Swap every occurrence of "put a marker on" for "place a point on" in the items below and reproduce them otherwise unchanged, leaving out the pictures.

[Part of a data file]
▬▬▬▬▬▬
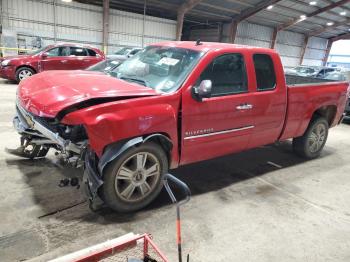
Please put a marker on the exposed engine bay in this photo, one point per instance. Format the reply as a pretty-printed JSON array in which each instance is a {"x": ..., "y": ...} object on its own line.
[{"x": 39, "y": 134}]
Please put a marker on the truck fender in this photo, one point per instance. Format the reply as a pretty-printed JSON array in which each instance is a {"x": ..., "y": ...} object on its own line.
[{"x": 113, "y": 151}]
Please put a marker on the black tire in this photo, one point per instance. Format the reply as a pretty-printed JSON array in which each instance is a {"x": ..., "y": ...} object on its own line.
[
  {"x": 305, "y": 145},
  {"x": 110, "y": 190},
  {"x": 23, "y": 70}
]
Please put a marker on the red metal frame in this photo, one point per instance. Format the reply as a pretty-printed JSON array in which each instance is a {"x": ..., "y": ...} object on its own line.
[{"x": 96, "y": 256}]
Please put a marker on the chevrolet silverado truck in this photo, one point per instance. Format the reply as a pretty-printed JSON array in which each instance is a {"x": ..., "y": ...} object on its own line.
[{"x": 171, "y": 104}]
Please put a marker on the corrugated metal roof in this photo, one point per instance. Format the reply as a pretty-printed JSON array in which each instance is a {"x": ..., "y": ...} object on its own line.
[{"x": 213, "y": 11}]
▬▬▬▬▬▬
▶ [Answer for the task]:
Please place a point on the exposed engine bay in this photo, one point per instance. Format the reply as a pretty-printed JSON array in which each instance is a {"x": ..., "y": ...} object on its own line.
[{"x": 39, "y": 134}]
Please place a point on the truck fender in this photo, one point per instance. Format the reply as a pretty-printed JSON array in which each instance is a {"x": ..., "y": ...} object on its own line.
[{"x": 113, "y": 151}]
Please place a point on the black tire in this photo, one point per instance. Format the reply as a pretty-printed JSON array in which each instance is a {"x": ..., "y": ...} object on its own line.
[
  {"x": 305, "y": 145},
  {"x": 110, "y": 190},
  {"x": 23, "y": 70}
]
Please place a point on the red metal frame in this photo, one point per instance. Format the reply as a pretty-printed JSON array in which each instance is a {"x": ..., "y": ...} object on its own line.
[{"x": 96, "y": 256}]
Please place a point on the chevrolet silverado truck in this photo, one point per instance. Format the reply as a pretty-printed JSON array in which each instance is a {"x": ..., "y": ...} object on its own line.
[{"x": 171, "y": 104}]
Please place a point on the corrugated metal roof in this photo, one point per instance. Format the reply as a pretty-printed JSON array in which each instance is a {"x": ..., "y": ...} object on its own line.
[{"x": 213, "y": 11}]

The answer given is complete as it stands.